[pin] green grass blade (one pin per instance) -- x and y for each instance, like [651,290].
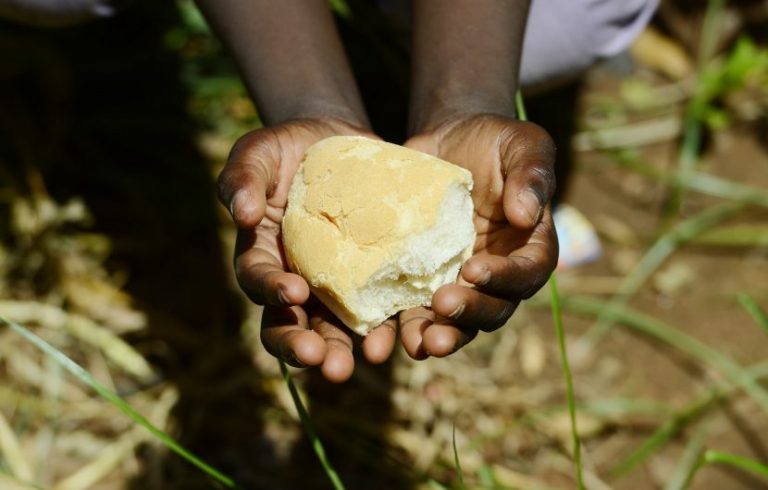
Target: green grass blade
[704,183]
[692,119]
[341,8]
[664,247]
[679,422]
[558,319]
[457,460]
[754,309]
[690,463]
[317,445]
[740,462]
[436,485]
[727,367]
[560,331]
[81,374]
[663,435]
[734,236]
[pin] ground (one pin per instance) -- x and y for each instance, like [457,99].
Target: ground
[110,232]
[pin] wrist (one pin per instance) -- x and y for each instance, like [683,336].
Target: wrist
[317,108]
[442,106]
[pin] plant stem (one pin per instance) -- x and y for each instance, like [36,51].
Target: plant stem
[558,319]
[85,377]
[317,445]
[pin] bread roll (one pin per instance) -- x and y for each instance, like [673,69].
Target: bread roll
[376,228]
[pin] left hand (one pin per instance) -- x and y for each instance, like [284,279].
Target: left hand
[512,163]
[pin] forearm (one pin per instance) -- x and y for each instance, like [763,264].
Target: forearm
[466,57]
[290,56]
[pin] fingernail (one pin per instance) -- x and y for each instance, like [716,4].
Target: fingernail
[531,203]
[458,311]
[484,278]
[237,205]
[282,295]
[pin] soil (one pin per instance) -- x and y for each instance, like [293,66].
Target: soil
[83,116]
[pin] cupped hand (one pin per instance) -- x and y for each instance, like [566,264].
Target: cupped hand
[512,163]
[254,187]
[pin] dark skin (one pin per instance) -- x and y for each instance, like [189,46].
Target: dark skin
[466,55]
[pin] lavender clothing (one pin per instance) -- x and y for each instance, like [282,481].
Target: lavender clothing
[565,37]
[562,38]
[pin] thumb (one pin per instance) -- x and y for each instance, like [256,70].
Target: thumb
[528,160]
[246,181]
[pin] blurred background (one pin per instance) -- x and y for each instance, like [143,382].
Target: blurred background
[114,250]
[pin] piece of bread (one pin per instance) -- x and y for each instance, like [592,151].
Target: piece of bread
[376,228]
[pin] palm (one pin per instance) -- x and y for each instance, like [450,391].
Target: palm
[515,250]
[255,186]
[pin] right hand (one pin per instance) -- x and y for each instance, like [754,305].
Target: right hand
[254,187]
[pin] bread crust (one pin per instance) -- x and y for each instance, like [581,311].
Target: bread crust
[352,206]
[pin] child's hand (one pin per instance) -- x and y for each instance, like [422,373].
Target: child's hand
[254,187]
[516,248]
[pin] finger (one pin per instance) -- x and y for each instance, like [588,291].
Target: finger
[339,362]
[472,309]
[528,160]
[520,274]
[261,276]
[413,323]
[247,179]
[380,342]
[423,334]
[442,339]
[285,335]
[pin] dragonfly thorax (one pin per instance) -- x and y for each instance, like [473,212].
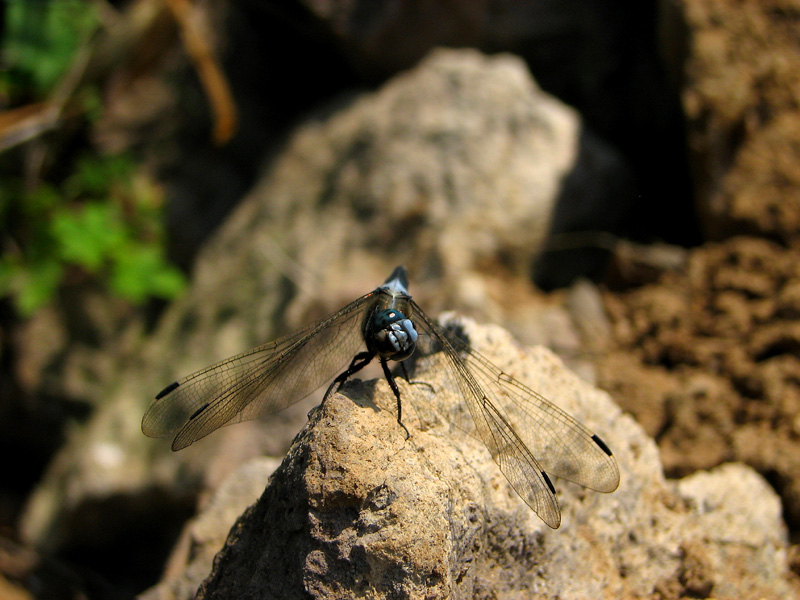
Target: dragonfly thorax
[391,335]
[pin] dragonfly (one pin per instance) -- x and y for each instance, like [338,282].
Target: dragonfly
[529,437]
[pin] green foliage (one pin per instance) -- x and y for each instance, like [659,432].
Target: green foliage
[40,39]
[104,220]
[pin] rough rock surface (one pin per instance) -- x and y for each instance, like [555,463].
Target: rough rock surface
[740,88]
[451,169]
[356,510]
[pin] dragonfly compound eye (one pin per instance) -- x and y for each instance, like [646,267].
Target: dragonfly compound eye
[395,335]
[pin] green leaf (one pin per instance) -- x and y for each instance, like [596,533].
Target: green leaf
[141,272]
[88,236]
[37,286]
[40,38]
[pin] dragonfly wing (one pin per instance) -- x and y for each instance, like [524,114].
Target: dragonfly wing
[258,382]
[564,447]
[508,450]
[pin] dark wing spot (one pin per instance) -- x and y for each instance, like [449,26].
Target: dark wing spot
[198,411]
[602,444]
[548,482]
[167,390]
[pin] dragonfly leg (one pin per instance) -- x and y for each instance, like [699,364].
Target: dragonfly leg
[393,384]
[360,360]
[415,381]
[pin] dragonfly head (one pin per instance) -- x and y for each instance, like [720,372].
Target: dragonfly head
[395,336]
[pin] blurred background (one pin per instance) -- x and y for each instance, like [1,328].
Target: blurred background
[181,180]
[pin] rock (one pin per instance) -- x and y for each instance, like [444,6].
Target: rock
[358,510]
[205,534]
[741,80]
[452,169]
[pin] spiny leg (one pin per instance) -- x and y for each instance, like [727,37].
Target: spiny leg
[416,381]
[392,384]
[360,360]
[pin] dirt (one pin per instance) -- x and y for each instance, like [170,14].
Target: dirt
[708,360]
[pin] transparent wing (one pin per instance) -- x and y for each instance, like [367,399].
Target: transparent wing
[258,382]
[527,435]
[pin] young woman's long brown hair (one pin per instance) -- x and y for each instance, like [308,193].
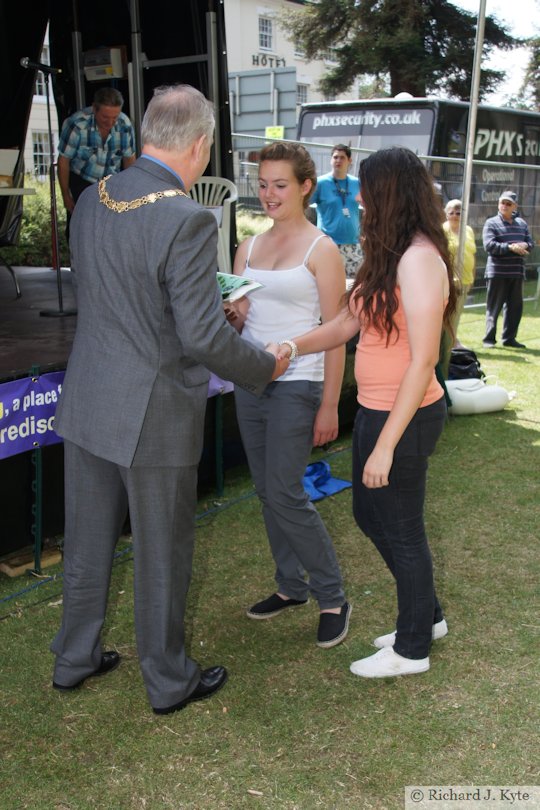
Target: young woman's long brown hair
[400,203]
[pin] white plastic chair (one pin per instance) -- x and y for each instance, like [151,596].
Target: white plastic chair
[219,194]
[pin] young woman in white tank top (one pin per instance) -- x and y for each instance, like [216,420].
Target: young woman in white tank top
[303,284]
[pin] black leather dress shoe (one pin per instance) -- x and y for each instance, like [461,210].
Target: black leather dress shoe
[109,661]
[212,679]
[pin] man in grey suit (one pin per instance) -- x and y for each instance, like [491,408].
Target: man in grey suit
[150,324]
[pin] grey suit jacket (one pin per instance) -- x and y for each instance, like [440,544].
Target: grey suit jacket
[150,324]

WORK TO COMPLETE>
Extract every line of the data above verbatim, omitting the pictures.

ANSWER TO THIS TASK>
[pin] green grass blade (one pin per instance) -- x and y for each instance, like [651,290].
Target: green grass blade
[704,183]
[692,119]
[341,8]
[664,247]
[679,422]
[558,319]
[457,460]
[754,309]
[690,463]
[317,445]
[740,462]
[436,485]
[727,367]
[560,331]
[81,374]
[663,435]
[734,236]
[pin] ground (one pin per instance) -- x and y for each instance, like [457,99].
Target: ground
[110,232]
[pin] wrist (one pin per instance) -- x and y for each instance, like [683,336].
Target: wrist
[317,108]
[442,106]
[pin] plant stem (one pin per instance) -- x and y for each instance, like [36,51].
Target: plant stem
[558,319]
[85,377]
[317,445]
[pin] bread roll (one pin per instance) -- x and y for each instance, like [673,69].
Target: bread roll
[376,228]
[pin] left hand (one pin per instance) -- x and y for each instance, like [284,279].
Target: left hand
[512,163]
[pin] forearm (one pin per instance) -- x and y for each instance, like [763,264].
Target: forearm
[466,57]
[290,56]
[pin] fingernail (one pin per instance) -- x and y for each instance, like [716,4].
Target: fingernail
[531,203]
[458,311]
[484,278]
[237,205]
[282,295]
[pin] soil (one pin per instance) -- x and y for each instance, like [293,66].
Target: soil
[83,116]
[pin] cupped hand (one pin per instance) -- x and y for each instance, like [566,264].
Target: cupped hand
[512,163]
[254,187]
[pin] dark skin (one pin per instance) -- x and y for each instance, like [189,46].
Target: dark skin
[466,55]
[pin] lavender clothing (one pin per instance) -- x and y for each instance, like [282,481].
Target: lavender clothing
[565,37]
[562,38]
[pin] thumb (one pin per instance) -- x and y for each instance, like [256,70].
Target: thumb
[528,160]
[246,181]
[pin] blurred background (one pin per instance) -- x and y for each instance, like [143,382].
Target: blurred background
[114,250]
[pin] piece of bread (one pin per instance) -- x and y for each instance, like [592,151].
Target: piece of bread
[376,228]
[pin] palm (one pin per instance) -- x and y for each instance, like [450,391].
Target: palm
[515,250]
[255,186]
[pin] right hand (one pin per instance) -- x and y for each instance, like [754,305].
Target: right hand
[254,187]
[pin] bread crust (one pin per instance) -- x and y for each instance, like [581,311].
Target: bread crust
[352,206]
[pin] child's hand (one pin per instance) -- x and y for each instance, like [422,373].
Target: child's hand
[254,187]
[516,248]
[pin] finger (one pin per instance) -- x and y for each instance, like [588,291].
Target: finger
[339,362]
[472,309]
[528,160]
[520,274]
[261,276]
[413,323]
[247,179]
[380,342]
[423,334]
[442,339]
[285,335]
[pin] dragonfly thorax (one pin per instance) -- x and y for each instance, like [473,212].
Target: dragonfly thorax
[391,335]
[pin] dragonfly (one pin per instance) -- x and y for each instance, like [338,282].
Target: dragonfly
[529,437]
[pin] green foliage (one pin per instance) -- x and y for each instance, like [659,432].
Target: green foliage
[40,39]
[104,220]
[pin] rough rock surface (one pin per instance) -- x and y for each instance, like [555,463].
Target: rough rock surface
[740,88]
[451,169]
[356,510]
[pin] dragonfly compound eye (one pin per instance) -- x and y for each instance, like [646,267].
Target: dragonfly compound eye
[395,335]
[pin] green leaf (one pin per instance) -- x and y for each instance, like [596,533].
Target: green leaf
[141,272]
[88,236]
[37,286]
[40,38]
[pin] dragonfly wing (one pin per instance) -- x and y for each instance, like [524,114].
Target: dragonfly wing
[258,382]
[564,447]
[508,450]
[pin] dark wing spot (one pin per instance) -- x and y for each instance, like [449,26].
Target: dark wing spot
[198,411]
[602,444]
[548,482]
[167,390]
[pin] dragonfly leg (one pin per instance) -- x and y for each instance, like [699,364].
Target: dragonfly leg
[393,384]
[360,360]
[415,381]
[pin] dragonfly head (one pin per instance) -- x and y for each instance, like [720,372].
Target: dragonfly head
[395,336]
[pin] blurred background (one pin per instance) -- x and y for each instance, like [1,328].
Target: blurred background
[181,180]
[pin] rock (one pin per instance) -- x and y for each instance, like [444,6].
Target: rock
[358,510]
[205,534]
[741,80]
[452,169]
[pin] spiny leg (one pin per instance) -- x and y for each instance, like [727,37].
Target: spiny leg
[416,381]
[392,384]
[360,360]
[pin] dirt (one pin per instance) -- x and y for each instance, like [170,14].
Target: dirt
[708,360]
[pin] transparent wing (one pin per instance) -- x and y for each instance, like [367,399].
Target: transparent wing
[258,382]
[527,435]
[pin] young woman's long brown hair (one pin per instance) -- x and y for each instance, like [308,193].
Target: young woman's long brown hair
[400,203]
[pin] white plastic chair (one pin per instance) -- x and y for each instance, like [151,596].
Target: white plastic chair
[219,194]
[pin] young woman in white tank top (one pin per instance) -- x and y for each instance, like [216,420].
Target: young woman in white tank top
[303,284]
[pin] black leather dress shoe (one pin per instance) -- x and y for each instance, like [461,210].
Target: black leather dress shoe
[109,661]
[212,679]
[pin] man in grey suit (one pin per instance) -- x and y for each instance, like [491,408].
Target: man in grey suit
[150,324]
[pin] grey suit jacket (one pin per instance) -- x and y for each instance, like [440,544].
Target: grey suit jacket
[150,324]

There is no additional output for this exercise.